*Instructions to follow*. Without pictures, return the lines from the one containing "(36, 110, 116, 220)" through the last line of the data below, exactly.

*Available data*.
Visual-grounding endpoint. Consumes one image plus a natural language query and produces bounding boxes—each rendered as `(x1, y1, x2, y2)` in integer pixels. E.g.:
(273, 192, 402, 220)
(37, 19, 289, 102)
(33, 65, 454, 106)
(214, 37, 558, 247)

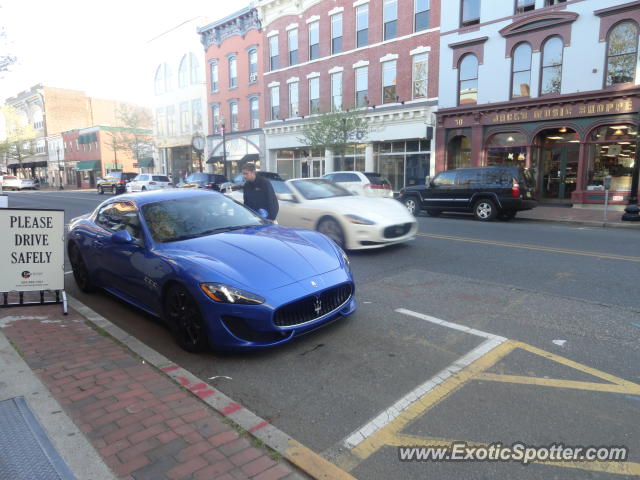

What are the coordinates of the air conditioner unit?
(249, 73, 258, 82)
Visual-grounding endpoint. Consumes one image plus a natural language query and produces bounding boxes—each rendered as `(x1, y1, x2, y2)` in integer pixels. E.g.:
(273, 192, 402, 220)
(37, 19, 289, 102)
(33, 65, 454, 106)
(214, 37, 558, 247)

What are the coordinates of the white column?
(324, 149, 334, 173)
(267, 149, 277, 172)
(365, 143, 374, 171)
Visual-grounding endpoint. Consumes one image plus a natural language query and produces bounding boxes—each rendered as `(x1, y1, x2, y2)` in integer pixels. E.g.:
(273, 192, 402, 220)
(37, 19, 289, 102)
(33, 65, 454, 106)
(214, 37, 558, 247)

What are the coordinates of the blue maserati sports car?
(67, 189, 356, 351)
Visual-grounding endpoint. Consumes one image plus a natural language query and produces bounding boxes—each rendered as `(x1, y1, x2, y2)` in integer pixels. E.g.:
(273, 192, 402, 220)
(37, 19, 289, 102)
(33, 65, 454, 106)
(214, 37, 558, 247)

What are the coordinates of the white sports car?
(227, 178, 417, 250)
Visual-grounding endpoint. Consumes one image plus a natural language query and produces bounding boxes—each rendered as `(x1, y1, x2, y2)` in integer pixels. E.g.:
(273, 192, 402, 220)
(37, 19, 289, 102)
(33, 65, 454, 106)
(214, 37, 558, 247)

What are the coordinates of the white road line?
(343, 308, 507, 450)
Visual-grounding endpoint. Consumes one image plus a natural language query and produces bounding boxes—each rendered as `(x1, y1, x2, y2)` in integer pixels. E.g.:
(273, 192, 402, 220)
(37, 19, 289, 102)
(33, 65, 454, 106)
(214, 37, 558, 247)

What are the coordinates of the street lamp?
(220, 117, 228, 179)
(621, 119, 640, 221)
(56, 145, 64, 190)
(192, 134, 205, 173)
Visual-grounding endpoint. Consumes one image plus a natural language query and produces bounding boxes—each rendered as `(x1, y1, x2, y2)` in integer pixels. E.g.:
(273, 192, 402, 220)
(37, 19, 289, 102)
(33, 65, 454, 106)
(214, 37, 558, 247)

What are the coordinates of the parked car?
(0, 175, 37, 190)
(126, 174, 172, 192)
(67, 189, 355, 352)
(98, 172, 138, 194)
(177, 173, 228, 191)
(226, 178, 417, 250)
(398, 166, 537, 221)
(223, 171, 283, 191)
(322, 171, 394, 198)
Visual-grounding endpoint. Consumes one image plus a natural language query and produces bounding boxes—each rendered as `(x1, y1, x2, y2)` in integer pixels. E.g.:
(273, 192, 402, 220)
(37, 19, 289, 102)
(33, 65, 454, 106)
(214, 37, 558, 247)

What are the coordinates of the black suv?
(177, 173, 229, 191)
(98, 172, 138, 194)
(399, 166, 537, 221)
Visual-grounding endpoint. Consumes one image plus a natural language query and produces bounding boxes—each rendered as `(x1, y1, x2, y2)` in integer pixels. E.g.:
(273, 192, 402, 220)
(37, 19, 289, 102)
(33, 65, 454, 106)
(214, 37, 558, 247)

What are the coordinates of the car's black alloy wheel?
(164, 285, 208, 353)
(69, 245, 94, 293)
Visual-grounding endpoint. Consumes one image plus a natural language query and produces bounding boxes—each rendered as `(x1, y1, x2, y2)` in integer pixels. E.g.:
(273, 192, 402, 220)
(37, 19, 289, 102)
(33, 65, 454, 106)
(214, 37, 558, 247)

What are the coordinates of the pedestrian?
(242, 163, 279, 221)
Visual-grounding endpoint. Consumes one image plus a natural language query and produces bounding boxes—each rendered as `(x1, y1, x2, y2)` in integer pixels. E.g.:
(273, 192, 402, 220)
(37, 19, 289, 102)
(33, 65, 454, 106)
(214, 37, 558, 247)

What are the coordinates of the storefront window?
(587, 125, 637, 191)
(447, 136, 471, 170)
(486, 132, 527, 167)
(375, 141, 430, 189)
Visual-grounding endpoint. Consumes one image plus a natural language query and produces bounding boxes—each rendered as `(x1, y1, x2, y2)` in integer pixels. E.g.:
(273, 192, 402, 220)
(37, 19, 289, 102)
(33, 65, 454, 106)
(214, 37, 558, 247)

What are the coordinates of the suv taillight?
(512, 181, 520, 198)
(149, 181, 156, 185)
(119, 180, 125, 184)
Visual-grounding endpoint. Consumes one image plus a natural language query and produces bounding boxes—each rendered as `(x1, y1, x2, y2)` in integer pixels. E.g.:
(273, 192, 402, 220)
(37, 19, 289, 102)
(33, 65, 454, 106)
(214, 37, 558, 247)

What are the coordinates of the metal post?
(622, 115, 640, 221)
(56, 146, 64, 189)
(221, 119, 228, 179)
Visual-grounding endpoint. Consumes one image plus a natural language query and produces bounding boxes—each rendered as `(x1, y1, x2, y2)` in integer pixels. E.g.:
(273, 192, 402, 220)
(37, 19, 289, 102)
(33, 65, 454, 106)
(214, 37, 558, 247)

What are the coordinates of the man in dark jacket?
(242, 163, 279, 220)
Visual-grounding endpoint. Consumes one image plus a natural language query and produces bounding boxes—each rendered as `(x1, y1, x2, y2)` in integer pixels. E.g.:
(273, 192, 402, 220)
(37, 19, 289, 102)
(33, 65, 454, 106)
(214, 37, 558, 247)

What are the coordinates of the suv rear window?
(334, 173, 361, 182)
(153, 175, 170, 182)
(364, 173, 391, 185)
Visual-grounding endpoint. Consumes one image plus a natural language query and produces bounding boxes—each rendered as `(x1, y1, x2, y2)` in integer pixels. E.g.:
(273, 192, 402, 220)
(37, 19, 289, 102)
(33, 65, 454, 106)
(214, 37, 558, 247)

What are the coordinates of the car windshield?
(269, 180, 292, 194)
(141, 194, 265, 243)
(291, 179, 352, 200)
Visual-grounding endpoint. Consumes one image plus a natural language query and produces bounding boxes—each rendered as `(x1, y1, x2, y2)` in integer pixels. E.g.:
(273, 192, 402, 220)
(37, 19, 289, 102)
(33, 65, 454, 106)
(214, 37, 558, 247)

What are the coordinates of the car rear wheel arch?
(316, 215, 346, 249)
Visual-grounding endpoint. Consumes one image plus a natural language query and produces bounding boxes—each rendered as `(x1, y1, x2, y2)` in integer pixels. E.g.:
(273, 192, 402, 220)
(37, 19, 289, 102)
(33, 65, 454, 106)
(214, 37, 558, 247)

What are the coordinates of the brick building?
(61, 126, 153, 188)
(436, 0, 640, 206)
(3, 84, 150, 187)
(198, 7, 264, 179)
(255, 0, 440, 190)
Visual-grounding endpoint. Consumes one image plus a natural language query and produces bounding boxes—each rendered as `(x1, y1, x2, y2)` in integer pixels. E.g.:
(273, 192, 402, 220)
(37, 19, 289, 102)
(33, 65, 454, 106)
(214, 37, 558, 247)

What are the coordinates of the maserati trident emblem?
(313, 297, 322, 315)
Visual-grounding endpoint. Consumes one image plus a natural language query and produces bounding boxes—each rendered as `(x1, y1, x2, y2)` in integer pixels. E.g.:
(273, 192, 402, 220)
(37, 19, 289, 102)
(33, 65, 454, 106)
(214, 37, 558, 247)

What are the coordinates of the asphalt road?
(5, 190, 640, 480)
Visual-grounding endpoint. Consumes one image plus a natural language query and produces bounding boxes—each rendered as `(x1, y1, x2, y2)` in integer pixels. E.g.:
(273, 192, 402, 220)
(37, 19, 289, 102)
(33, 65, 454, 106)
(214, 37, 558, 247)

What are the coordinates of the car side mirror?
(424, 176, 431, 185)
(112, 229, 134, 244)
(277, 193, 297, 203)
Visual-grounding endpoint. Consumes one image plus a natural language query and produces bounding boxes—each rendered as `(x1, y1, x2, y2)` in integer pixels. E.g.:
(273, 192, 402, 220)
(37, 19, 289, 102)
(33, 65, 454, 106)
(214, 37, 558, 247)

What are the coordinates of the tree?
(298, 109, 369, 166)
(106, 104, 154, 170)
(0, 15, 16, 76)
(0, 106, 36, 174)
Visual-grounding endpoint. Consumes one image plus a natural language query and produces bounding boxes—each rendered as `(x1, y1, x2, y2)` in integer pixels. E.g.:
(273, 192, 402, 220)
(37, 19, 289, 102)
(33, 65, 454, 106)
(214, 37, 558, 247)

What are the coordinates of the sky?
(0, 0, 242, 105)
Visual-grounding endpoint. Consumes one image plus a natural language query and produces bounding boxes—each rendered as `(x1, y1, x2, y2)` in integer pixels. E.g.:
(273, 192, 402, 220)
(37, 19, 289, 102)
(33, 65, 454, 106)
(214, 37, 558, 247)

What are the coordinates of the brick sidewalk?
(2, 305, 308, 480)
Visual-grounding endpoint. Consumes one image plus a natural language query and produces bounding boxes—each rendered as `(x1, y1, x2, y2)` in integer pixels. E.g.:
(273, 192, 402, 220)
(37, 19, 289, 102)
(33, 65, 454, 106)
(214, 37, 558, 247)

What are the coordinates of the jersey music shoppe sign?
(0, 209, 65, 292)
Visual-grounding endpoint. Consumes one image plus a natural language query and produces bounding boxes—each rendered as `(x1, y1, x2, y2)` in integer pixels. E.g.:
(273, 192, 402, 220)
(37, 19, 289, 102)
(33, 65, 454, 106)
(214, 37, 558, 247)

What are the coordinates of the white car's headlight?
(345, 214, 375, 225)
(200, 283, 264, 305)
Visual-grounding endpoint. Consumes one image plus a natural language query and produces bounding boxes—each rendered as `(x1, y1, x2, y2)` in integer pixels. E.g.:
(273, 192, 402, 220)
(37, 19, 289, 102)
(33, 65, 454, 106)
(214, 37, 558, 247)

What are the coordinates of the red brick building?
(256, 0, 440, 189)
(199, 7, 265, 178)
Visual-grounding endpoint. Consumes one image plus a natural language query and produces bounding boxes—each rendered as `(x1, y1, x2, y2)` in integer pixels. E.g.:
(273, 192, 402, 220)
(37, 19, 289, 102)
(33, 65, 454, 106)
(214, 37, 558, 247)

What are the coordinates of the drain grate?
(0, 397, 77, 480)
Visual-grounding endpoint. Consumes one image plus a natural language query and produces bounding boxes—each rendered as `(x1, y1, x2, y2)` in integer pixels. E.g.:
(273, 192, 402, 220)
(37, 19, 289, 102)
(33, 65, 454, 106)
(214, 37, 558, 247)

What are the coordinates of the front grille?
(274, 283, 353, 327)
(383, 222, 413, 239)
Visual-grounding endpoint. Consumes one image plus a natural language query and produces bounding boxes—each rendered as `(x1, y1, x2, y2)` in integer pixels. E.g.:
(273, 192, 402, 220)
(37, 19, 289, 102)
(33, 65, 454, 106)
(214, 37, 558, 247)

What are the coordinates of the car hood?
(304, 196, 415, 223)
(163, 225, 341, 290)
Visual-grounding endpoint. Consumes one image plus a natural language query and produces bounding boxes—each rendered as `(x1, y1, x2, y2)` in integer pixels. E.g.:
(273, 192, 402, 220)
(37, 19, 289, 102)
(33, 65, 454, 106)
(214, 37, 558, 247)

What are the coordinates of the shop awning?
(206, 156, 224, 164)
(76, 160, 101, 171)
(138, 157, 154, 167)
(240, 154, 259, 163)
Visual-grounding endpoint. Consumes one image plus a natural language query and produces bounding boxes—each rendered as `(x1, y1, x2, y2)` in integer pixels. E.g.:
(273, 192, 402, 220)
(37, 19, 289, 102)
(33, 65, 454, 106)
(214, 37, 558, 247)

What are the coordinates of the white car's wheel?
(317, 217, 346, 249)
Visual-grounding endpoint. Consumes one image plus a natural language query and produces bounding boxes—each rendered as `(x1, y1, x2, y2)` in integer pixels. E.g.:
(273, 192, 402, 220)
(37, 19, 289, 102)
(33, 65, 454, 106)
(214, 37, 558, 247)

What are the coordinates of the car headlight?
(200, 283, 264, 305)
(345, 214, 375, 225)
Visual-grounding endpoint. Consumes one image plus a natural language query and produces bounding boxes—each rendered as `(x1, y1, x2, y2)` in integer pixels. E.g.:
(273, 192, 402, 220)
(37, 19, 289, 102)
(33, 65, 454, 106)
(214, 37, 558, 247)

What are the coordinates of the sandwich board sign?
(0, 208, 66, 311)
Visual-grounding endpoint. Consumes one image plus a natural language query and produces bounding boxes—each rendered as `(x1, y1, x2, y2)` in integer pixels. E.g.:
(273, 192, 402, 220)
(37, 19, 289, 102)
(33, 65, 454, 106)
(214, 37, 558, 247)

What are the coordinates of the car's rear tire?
(473, 199, 497, 221)
(402, 196, 420, 216)
(69, 244, 95, 293)
(164, 284, 209, 353)
(317, 217, 346, 249)
(426, 209, 441, 217)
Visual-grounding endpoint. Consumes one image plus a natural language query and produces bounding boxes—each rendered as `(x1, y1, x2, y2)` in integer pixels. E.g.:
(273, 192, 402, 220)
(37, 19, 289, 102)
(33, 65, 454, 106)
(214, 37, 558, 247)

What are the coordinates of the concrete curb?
(67, 295, 357, 480)
(516, 216, 640, 229)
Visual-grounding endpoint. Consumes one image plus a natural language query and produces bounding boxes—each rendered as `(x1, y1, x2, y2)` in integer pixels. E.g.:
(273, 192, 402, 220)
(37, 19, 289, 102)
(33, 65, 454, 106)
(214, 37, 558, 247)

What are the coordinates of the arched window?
(606, 22, 639, 86)
(458, 54, 478, 105)
(540, 37, 563, 95)
(511, 43, 532, 98)
(190, 53, 200, 85)
(178, 54, 189, 88)
(31, 106, 44, 130)
(154, 64, 164, 95)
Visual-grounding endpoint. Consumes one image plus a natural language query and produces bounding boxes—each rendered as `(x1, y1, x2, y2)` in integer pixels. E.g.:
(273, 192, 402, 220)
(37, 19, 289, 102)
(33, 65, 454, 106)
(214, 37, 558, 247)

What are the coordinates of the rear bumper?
(499, 198, 538, 211)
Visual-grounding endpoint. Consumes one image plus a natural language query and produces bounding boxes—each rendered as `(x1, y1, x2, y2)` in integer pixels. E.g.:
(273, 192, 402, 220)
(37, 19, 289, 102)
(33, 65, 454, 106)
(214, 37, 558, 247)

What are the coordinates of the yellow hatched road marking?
(348, 339, 640, 476)
(416, 233, 640, 262)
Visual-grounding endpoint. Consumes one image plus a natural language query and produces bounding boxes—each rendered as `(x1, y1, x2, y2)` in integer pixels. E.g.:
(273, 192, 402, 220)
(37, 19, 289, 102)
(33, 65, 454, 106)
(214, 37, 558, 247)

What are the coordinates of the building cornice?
(199, 8, 261, 49)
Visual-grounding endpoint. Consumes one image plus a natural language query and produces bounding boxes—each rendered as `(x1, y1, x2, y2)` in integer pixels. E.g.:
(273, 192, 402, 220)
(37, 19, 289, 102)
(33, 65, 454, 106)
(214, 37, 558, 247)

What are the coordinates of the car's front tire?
(69, 244, 95, 293)
(473, 199, 497, 221)
(164, 284, 209, 353)
(141, 186, 146, 191)
(401, 196, 420, 216)
(98, 186, 104, 194)
(317, 217, 346, 249)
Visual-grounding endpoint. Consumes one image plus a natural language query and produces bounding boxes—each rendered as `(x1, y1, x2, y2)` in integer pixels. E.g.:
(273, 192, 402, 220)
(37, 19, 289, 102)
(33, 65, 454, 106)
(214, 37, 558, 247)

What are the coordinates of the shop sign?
(0, 209, 64, 292)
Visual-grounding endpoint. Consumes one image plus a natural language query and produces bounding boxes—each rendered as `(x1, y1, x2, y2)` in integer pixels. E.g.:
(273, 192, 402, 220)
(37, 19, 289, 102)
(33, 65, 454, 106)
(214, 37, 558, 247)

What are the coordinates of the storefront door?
(541, 145, 579, 201)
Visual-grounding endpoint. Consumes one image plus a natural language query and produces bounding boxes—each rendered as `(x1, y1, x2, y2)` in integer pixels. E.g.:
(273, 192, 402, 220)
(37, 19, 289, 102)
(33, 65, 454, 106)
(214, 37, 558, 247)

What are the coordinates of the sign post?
(603, 175, 612, 224)
(0, 208, 67, 313)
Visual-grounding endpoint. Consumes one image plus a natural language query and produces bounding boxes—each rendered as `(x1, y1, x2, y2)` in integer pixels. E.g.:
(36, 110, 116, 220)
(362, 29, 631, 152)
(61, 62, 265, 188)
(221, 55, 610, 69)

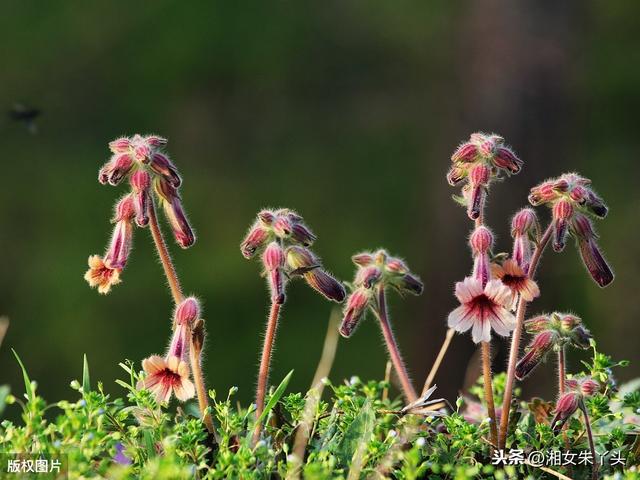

*Result below*.
(36, 110, 116, 220)
(362, 29, 631, 152)
(61, 62, 265, 188)
(221, 55, 610, 69)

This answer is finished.